● Your task: Transcribe the data that follows, exactly and in full.
....
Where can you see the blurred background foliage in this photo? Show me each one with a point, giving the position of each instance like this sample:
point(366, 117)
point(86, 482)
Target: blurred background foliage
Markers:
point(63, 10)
....
● Solved problem:
Where can you see the blurred background foliage in this photo? Show me each one with a point, giving the position of each instance like this sample:
point(366, 117)
point(86, 482)
Target: blurred background foliage
Markers:
point(63, 10)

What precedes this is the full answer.